# [REQUIREMENTS]
Recast the lines from the one containing "As a courtesy, could you identify the gray" through the one containing "[161,227,222,252]", inclusive, as a numbered list, omitting any blank lines.

::::::::::

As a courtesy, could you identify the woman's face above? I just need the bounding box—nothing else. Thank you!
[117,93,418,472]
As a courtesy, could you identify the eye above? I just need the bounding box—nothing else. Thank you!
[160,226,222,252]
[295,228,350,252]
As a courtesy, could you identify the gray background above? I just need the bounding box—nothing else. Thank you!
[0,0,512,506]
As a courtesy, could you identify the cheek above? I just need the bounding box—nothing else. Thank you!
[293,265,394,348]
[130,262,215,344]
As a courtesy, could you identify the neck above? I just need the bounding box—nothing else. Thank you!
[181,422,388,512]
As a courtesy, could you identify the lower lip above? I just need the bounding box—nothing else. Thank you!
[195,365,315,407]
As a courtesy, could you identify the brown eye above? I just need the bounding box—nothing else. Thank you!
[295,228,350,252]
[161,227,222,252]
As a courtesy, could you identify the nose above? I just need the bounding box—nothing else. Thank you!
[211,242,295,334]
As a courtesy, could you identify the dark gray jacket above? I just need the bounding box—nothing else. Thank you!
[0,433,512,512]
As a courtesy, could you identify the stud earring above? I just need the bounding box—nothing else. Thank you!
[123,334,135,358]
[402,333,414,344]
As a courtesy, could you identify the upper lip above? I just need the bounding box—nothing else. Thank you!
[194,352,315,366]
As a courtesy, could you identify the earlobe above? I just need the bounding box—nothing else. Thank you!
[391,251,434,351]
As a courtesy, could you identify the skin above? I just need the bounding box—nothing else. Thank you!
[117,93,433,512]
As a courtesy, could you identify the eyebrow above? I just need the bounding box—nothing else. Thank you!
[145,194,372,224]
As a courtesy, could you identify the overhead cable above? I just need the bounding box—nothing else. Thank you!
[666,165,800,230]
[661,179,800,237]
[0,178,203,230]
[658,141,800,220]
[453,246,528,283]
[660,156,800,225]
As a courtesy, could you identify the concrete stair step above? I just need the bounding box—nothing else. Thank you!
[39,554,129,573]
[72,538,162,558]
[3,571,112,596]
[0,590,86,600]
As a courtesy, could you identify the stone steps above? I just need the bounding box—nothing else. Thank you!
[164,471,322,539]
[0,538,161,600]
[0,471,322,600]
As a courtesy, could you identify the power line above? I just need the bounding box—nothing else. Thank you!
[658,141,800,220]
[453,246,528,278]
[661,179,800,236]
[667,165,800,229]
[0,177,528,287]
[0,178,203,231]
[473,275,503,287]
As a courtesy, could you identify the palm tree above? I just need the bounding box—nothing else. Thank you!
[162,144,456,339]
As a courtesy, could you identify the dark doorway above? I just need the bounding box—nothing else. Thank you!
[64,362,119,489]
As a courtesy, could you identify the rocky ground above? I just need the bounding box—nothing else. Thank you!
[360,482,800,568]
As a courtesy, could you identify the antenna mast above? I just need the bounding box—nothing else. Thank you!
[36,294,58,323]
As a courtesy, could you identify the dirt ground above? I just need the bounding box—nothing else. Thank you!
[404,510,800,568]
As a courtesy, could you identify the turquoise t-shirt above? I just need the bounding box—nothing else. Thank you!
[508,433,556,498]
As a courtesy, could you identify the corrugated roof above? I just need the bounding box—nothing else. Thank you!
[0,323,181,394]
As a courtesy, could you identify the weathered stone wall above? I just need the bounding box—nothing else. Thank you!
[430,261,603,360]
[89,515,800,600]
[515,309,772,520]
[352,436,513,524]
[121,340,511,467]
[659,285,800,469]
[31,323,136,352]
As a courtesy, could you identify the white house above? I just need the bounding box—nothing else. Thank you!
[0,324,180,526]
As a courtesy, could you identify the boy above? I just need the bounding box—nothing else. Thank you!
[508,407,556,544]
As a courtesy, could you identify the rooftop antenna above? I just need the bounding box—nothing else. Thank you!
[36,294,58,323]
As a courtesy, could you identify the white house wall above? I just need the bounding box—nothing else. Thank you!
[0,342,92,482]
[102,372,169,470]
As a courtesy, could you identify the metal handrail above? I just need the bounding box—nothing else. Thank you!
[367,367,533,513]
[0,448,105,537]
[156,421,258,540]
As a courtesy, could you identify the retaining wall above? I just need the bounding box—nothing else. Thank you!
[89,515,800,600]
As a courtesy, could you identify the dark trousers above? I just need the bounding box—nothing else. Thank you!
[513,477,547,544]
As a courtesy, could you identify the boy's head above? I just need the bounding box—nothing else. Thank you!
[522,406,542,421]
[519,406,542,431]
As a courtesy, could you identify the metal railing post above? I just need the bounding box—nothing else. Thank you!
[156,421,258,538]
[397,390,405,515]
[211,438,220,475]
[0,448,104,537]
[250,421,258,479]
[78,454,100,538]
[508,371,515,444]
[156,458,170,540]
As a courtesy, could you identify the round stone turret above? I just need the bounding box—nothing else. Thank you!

::::::::::

# [WORKED ANSWER]
1. As a courtesy, could you identify the gray background above? I just need the bounding box—nothing else. Thank you!
2. [0,0,512,506]
3. As a courtesy, could you identify the cheek above? I just need the bounding box—nothing else. Thank you!
4. [293,265,394,348]
5. [130,262,215,344]
6. As a courtesy, could you identify the neck above? I just need the bounding box—nothing else. Thank you!
7. [181,422,388,512]
8. As a courtesy, could you identify the lower lip above? I just need the bounding box—nothing else. Thank you!
9. [195,365,315,407]
10. As a courtesy, could you identify the brown eye above? I just need the bounding box—nothing else. Thank you!
11. [295,228,350,252]
12. [161,227,222,252]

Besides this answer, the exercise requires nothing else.